» **課題の指示**
1. ページの「その後はトヨタのトップとして」から「No139(2010.2.13):トヨタがやばいが、しかし・・・。」までの部分を、一字も変えずに書き写してください。
2. ページによると、2022年3月期決算の営業利益はいくらだったか。
3. ページにある次の一文を英語に訳すこと：「“飛ぶ鳥を落とす勢い”とか“無敵艦隊”といわれたあのトヨタが追い詰められている。」

» **ページ**
_ _ _ _

実は今回 社長を退任し、会長に就任予定の豊田章男氏が2009年に社長に就任した当時、私はその直後の言動に結構注目したのを覚えている。
トヨタの前身である豊田自動織機の創業者である豊田佐吉が曽祖父であるという まさに直系中の直系ともいうべき豊田章男氏は俗にいう「○代目のボンボン社長」をイメージしていたが、社長就任当時から2008年にリーマンショックで71年ぶりに連結営業赤字に転落し、その後2010年に世界規模でリコール問題等、火中の栗を拾うような形での社長就任であったのを記憶している。
その後はトヨタのトップとしてボンボンどころか「トヨタには豊田章男」というまさしくトヨタの顔になり、2022年3月期決算では、営業利益が過去最高となる2兆9000億円で6年ぶりに最高益を塗り替え、国内企業の営業利益としても過去最高となった。
こんなことを書くと「やっぱり廣井さんって体育会系好きやね」と言われそうかもしれないが、この豊田章男氏は大学時代ホッケーをしており、アジア大会に出場、日本がボイコットしたモスクワオリンピックの候補選手だったということも、体育会出身の私にとっては馴染みやすく思えたことの要因の一つだったのかもしれない。。
私は2007年に事務所を開業して以来 このブログを続けているが、以前このブログで豊田社長のことを書いた記憶があったので 過去に遡って探してみると見つかった。
この後 張り付けておくが、開業間もない40代であった当時の自分の想いが少し呼び戻され、読んでみると自分の文章ながら結構新鮮に感じた。
大変長く長くなりますが、お時間のある方は下のNo139もさらりと目を通していただければと思います。
・・・・・・・・・・・・・・・・・・・・・・・・・・・・・・・・・・・・
No139(2010.2.13):トヨタがやばいが、しかし・・・。
“飛ぶ鳥を落とす勢い”とか“無敵艦隊”といわれたあのトヨタが追い詰められている。
確かにここ数年のトヨタは凄かった。なんといっても忘れられないのが、あの1兆円の利益の出た2004年3月期決算。正式には前年同期比54.8%増の1兆1,620億円の最終利益となり、仮に実効税率40%で見積もっても4,600億円の税金である。そりゃ、名古屋や豊田市は潤うわと思ったもんだ。

_ _ _ _

» **提供情報**
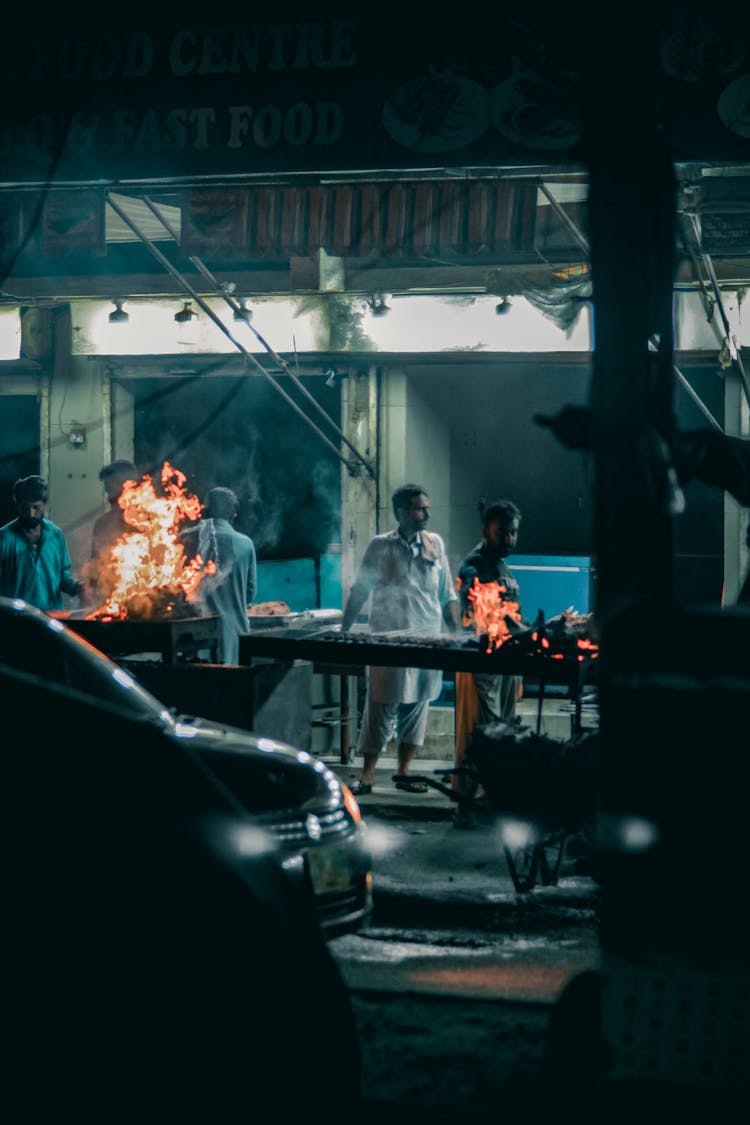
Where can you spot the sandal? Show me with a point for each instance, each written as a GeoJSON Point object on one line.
{"type": "Point", "coordinates": [412, 786]}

_ _ _ _

» **解答**
1.
その後はトヨタのトップとしてボンボンどころか「トヨタには豊田章男」というまさしくトヨタの顔になり、2022年3月期決算では、営業利益が過去最高となる2兆9000億円で6年ぶりに最高益を塗り替え、国内企業の営業利益としても過去最高となった。
こんなことを書くと「やっぱり廣井さんって体育会系好きやね」と言われそうかもしれないが、この豊田章男氏は大学時代ホッケーをしており、アジア大会に出場、日本がボイコットしたモスクワオリンピックの候補選手だったということも、体育会出身の私にとっては馴染みやすく思えたことの要因の一つだったのかもしれない。。
私は2007年に事務所を開業して以来 このブログを続けているが、以前このブログで豊田社長のことを書いた記憶があったので 過去に遡って探してみると見つかった。
この後 張り付けておくが、開業間もない40代であった当時の自分の想いが少し呼び戻され、読んでみると自分の文章ながら結構新鮮に感じた。
大変長く長くなりますが、お時間のある方は下のNo139もさらりと目を通していただければと思います。
・・・・・・・・・・・・・・・・・・・・・・・・・・・・・・・・・・・・
No139(2010.2.13):トヨタがやばいが、しかし・・・。

2. 2兆9000億円。

3. Toyota, once said to have "momentum strong enough to knock birds from the sky" and called the "Invincible Armada," is being cornered.